== WRITTEN EXERCISE ==
Reproduce, character for character, the lines from the very first one through the line that contains "[[[41,71],[46,102],[0,136],[0,208],[230,230],[225,55],[112,60]]]", including both of those lines.
··· GIVEN RECORDS ···
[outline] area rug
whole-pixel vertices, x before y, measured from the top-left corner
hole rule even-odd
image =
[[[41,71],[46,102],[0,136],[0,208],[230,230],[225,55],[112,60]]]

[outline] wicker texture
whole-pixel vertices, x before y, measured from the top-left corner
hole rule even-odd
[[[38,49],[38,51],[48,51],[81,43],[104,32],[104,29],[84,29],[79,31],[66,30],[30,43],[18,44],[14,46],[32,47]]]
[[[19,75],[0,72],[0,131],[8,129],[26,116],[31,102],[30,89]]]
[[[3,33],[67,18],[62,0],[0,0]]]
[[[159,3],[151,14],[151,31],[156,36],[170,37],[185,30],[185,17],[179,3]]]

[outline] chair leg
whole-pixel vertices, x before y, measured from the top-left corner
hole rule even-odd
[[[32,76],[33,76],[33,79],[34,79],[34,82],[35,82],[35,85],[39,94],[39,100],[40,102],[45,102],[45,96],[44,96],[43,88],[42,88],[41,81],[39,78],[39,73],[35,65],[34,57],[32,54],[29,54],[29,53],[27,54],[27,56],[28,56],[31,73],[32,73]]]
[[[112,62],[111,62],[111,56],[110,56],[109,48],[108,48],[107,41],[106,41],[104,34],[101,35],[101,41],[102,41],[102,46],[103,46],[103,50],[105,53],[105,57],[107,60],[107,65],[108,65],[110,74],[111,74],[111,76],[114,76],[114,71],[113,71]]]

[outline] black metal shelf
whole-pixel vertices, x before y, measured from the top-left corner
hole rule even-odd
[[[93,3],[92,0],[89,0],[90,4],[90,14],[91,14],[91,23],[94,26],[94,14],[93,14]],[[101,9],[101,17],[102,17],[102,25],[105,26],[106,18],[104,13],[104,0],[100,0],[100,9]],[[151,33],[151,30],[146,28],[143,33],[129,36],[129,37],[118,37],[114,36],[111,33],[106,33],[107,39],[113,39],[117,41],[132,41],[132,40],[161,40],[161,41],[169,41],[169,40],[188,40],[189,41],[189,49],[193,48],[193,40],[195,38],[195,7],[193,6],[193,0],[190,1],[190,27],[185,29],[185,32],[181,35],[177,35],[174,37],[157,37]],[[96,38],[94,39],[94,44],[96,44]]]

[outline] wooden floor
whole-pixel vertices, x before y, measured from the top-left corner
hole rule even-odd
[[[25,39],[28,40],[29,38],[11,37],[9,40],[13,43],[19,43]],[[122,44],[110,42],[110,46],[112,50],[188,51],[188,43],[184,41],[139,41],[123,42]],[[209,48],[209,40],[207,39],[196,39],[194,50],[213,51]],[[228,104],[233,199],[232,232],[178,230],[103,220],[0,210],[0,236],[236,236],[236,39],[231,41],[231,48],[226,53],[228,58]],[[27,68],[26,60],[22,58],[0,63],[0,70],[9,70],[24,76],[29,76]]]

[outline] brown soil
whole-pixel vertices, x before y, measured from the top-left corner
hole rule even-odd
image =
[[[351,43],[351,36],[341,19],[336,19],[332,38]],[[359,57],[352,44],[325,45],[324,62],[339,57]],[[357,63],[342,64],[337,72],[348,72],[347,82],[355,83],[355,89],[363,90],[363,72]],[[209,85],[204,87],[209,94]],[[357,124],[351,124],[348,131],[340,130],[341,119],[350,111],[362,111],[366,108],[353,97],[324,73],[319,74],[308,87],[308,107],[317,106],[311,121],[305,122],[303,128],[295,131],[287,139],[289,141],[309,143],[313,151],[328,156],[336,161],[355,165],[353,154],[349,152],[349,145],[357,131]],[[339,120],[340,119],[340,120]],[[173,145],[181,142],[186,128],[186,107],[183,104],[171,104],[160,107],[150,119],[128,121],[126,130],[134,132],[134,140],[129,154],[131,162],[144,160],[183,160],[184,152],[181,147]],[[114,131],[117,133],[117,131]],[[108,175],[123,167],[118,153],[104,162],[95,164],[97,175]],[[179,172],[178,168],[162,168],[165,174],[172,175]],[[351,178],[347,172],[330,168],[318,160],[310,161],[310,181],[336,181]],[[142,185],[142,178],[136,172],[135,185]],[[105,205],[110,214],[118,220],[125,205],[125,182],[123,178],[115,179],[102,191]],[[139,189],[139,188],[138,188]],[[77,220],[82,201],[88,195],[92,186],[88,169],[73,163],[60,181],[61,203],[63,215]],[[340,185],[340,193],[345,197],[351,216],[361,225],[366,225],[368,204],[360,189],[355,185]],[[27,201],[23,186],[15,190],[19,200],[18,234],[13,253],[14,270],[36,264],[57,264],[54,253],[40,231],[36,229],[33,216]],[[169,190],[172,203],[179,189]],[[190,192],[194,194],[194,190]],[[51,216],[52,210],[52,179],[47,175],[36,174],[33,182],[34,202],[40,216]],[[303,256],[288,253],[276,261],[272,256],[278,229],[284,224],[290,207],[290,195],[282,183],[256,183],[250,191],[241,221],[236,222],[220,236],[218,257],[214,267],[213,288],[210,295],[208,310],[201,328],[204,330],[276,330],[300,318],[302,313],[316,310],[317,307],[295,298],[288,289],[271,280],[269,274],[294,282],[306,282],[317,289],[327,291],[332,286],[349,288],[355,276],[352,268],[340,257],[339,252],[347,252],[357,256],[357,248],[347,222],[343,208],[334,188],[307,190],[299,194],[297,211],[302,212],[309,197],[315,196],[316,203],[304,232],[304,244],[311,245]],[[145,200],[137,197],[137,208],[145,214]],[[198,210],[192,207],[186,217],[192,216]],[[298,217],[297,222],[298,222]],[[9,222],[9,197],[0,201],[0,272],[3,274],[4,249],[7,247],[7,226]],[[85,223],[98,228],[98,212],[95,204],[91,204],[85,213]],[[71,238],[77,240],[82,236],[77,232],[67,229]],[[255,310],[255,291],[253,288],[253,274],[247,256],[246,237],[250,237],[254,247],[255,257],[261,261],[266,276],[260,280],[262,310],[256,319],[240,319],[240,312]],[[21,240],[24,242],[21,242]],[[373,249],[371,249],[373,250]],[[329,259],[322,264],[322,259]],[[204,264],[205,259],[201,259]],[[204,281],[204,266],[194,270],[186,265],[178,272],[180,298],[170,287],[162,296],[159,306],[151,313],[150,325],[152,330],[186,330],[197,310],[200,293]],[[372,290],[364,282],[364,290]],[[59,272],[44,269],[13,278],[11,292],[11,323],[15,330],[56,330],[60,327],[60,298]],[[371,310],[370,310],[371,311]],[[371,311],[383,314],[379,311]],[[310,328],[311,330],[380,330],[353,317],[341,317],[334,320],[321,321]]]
···
== EXERCISE OUTPUT ==
[outline] area rug
whole-pixel vertices, x before y, measured from the top-left corner
hole rule even-odd
image =
[[[41,71],[46,102],[0,136],[0,208],[230,230],[225,55],[112,60]]]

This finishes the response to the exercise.